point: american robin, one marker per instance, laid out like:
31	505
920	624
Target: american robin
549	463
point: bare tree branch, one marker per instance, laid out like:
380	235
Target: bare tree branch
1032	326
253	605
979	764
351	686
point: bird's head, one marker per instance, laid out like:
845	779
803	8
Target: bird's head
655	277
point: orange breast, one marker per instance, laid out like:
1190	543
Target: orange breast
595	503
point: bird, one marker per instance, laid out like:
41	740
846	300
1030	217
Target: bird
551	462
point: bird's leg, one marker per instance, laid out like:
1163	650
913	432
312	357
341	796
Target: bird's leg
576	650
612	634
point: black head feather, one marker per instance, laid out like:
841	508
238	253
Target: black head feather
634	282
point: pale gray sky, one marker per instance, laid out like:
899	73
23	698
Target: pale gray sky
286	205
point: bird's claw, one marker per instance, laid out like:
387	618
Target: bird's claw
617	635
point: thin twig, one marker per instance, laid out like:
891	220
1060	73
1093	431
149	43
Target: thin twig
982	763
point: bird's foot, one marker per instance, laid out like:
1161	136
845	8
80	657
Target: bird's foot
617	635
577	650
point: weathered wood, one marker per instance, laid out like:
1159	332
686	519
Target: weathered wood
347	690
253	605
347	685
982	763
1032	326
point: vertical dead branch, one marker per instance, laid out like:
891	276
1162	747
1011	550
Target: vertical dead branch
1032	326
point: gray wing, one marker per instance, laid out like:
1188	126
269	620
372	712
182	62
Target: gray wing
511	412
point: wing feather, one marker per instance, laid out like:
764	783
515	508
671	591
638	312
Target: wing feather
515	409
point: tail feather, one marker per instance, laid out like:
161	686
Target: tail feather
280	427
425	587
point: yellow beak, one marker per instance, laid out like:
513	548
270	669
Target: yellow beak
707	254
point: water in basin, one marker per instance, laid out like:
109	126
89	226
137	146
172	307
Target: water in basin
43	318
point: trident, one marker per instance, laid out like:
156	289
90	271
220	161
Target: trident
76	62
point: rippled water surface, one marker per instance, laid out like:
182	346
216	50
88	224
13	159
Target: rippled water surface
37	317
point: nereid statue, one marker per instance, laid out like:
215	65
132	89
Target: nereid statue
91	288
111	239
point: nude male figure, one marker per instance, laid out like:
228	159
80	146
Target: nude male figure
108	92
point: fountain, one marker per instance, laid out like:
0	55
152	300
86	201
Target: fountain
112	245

———

[EXERCISE TASK] Could you write out every one of the rows above, line for line, without changing a single character?

[ANSWER FOR THIS EXERCISE]
point: american robin, one marker per instance, laid out like:
31	505
920	624
Target: american robin
549	463
point: bare tree branch, one marker per instance, laid out like:
380	235
Target: bare tree branch
1032	326
253	605
979	764
351	686
point: bird's head, one marker per instance, laid out like:
845	779
803	8
Target: bird's head
655	277
point: orange breast, one marker per instance, laid out like:
1190	543
Target: orange breast
595	503
point: bird, one marker per instance, laid out like:
41	740
846	300
1030	217
Target: bird
551	462
point: bird's leg, one marker per instance, laid out like:
1163	650
913	432
312	357
341	796
Target: bird's leg
576	650
612	634
point: black head feather, one marker per instance, laid out like:
841	508
238	253
Target: black head feather
634	282
point: pale gray sky, one marker per instance, laid out like:
899	73
23	698
Target: pale gray sky
286	205
point: bird's claw, one marker per instance, laid out like:
387	618
Target: bird's claw
617	635
point: thin twig, one marker per instance, laid out like:
891	220
1060	73
1093	431
149	43
Target: thin twig
982	763
point: bird's foot, one marker per instance, laid out like:
1161	136
845	8
80	657
Target: bird's foot
617	635
577	650
point: weathered wood, one marker per instance, laid out like:
1159	332
686	519
Target: weathered wood
347	690
253	605
347	685
982	763
1032	326
point: vertical dead branch, one marker per instance, laid out like:
891	276
1162	747
1011	550
Target: vertical dead branch
1032	326
point: gray wing, one marker per instance, laid out like:
1188	126
269	620
372	712
182	62
Target: gray wing
511	412
point: wing feather, one marker per instance, laid out like:
764	783
515	508
671	591
638	312
Target: wing feather
515	409
point: tail feather, one marker per instance, laid out like:
161	686
Target: tail feather
280	427
425	587
point: yellow beak, one marker per instance, laid out like:
513	548
270	669
Target: yellow beak
707	254
point: water in basin, one marker per instance, laid out like:
109	126
89	226
137	146
172	307
Target: water in basin
43	318
point: trident, one marker per instance, laid out like:
156	289
90	271
220	161
Target: trident
76	62
point: rippled water surface, one marker per instance, laid out like:
182	346
216	50
88	224
13	159
Target: rippled water surface
37	317
point: nereid statue, one marker per instance, laid out like:
215	65
132	89
Target: nereid statue
91	288
111	239
point: nude male figure, one marker per instance, laid out like:
228	159
80	146
Target: nude male figure
108	92
point: fountain, one marker per instance, laid out like:
0	55
152	300
86	201
Target: fountain
112	245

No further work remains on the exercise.